→ **Try it**:
Take the data below and extract the lines from the one with "sample | <point>486,152</point>" to the one with "sample | <point>110,104</point>", inclusive, exactly as written.

→ **Information provided**:
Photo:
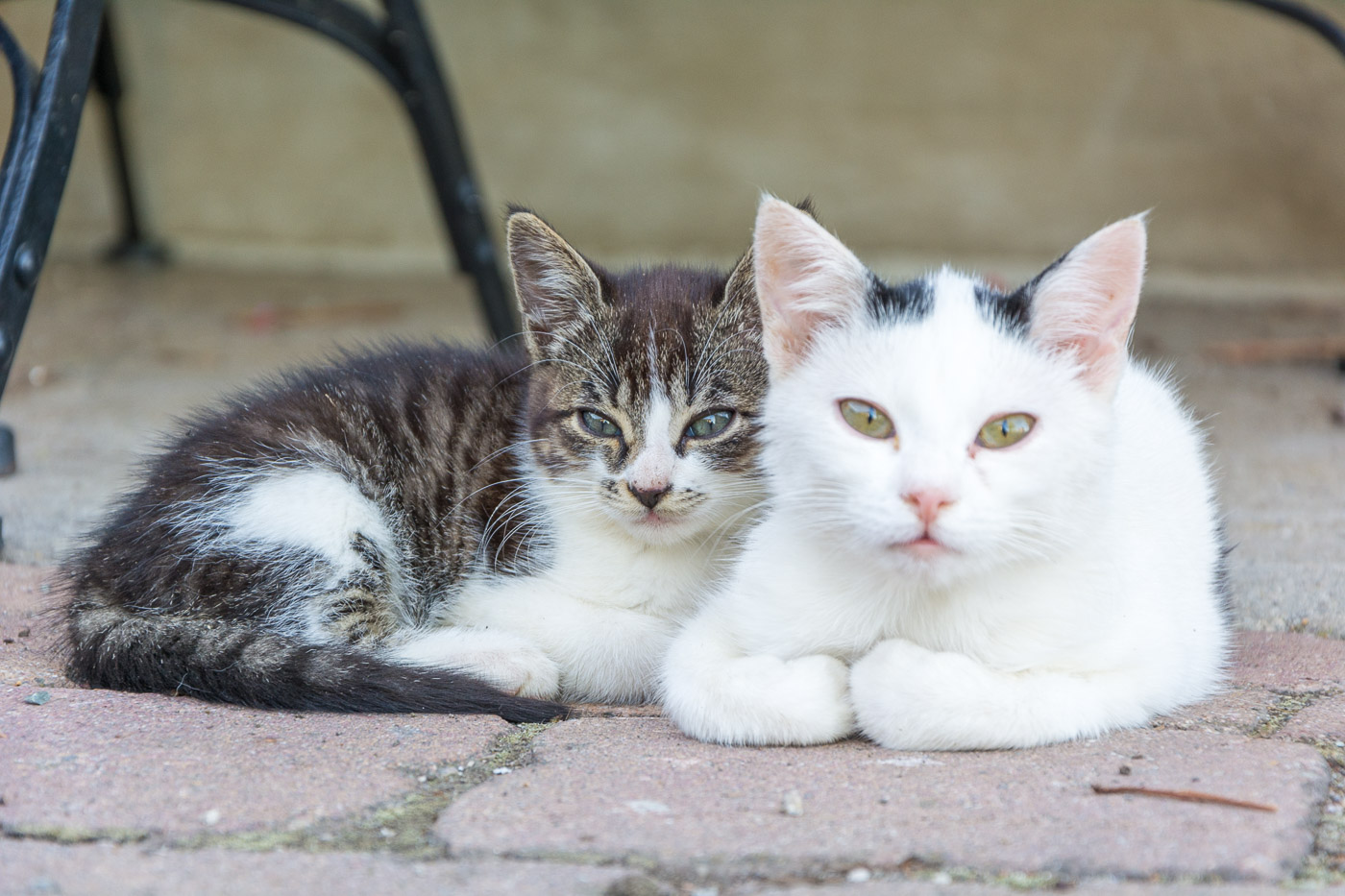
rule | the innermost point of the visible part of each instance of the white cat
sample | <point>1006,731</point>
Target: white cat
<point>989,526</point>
---
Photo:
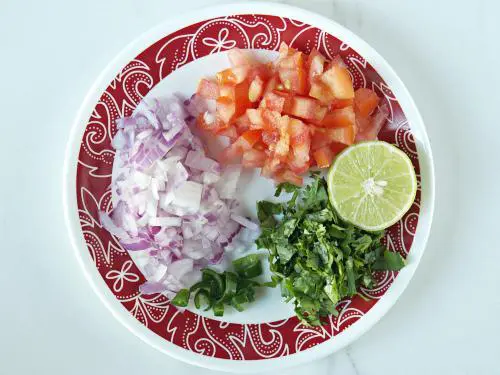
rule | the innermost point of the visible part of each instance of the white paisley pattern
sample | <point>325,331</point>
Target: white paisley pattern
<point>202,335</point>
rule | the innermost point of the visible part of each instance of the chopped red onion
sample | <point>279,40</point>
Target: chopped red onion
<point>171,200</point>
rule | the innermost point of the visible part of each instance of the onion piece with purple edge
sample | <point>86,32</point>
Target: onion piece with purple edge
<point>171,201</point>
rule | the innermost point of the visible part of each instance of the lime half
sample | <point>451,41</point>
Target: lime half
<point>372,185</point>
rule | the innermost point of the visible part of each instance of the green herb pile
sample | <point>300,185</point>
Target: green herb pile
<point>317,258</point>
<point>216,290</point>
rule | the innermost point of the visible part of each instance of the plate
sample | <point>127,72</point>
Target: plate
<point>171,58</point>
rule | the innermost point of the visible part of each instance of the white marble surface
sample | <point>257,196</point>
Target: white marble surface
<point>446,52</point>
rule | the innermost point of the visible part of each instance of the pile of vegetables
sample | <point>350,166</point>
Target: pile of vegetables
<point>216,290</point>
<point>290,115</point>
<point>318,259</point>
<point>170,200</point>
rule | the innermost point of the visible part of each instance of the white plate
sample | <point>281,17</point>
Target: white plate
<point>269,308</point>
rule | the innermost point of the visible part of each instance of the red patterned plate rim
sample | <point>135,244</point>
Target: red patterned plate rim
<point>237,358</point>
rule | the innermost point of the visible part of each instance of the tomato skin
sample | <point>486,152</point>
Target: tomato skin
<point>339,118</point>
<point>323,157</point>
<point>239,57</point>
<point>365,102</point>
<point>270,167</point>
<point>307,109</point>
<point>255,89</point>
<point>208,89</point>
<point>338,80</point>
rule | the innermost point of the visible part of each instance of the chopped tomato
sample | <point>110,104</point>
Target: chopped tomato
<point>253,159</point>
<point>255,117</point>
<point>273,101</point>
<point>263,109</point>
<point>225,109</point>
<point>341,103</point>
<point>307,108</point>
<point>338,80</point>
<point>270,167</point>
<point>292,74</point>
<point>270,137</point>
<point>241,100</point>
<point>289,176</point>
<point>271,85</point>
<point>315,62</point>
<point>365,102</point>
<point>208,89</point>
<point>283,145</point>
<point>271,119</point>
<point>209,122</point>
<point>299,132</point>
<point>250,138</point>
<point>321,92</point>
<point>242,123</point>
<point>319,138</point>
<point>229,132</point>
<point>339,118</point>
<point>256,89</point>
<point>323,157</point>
* * *
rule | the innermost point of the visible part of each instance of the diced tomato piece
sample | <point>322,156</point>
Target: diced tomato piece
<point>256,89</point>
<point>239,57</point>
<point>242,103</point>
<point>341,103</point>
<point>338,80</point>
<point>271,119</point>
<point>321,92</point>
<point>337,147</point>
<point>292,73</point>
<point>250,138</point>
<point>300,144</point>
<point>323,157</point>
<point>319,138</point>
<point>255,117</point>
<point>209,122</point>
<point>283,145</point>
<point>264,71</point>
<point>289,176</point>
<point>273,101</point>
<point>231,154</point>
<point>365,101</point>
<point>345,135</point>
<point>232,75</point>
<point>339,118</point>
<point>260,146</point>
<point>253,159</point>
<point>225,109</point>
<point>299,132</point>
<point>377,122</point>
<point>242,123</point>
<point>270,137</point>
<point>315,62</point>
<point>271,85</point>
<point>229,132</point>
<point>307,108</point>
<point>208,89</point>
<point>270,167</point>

→ **Exercise answer**:
sample | <point>486,152</point>
Target: tomato skin
<point>339,118</point>
<point>323,157</point>
<point>239,57</point>
<point>365,102</point>
<point>270,167</point>
<point>307,109</point>
<point>255,89</point>
<point>208,89</point>
<point>338,80</point>
rule | the innermost point of the visible part of each instance of the chopped tomato
sample | <point>110,104</point>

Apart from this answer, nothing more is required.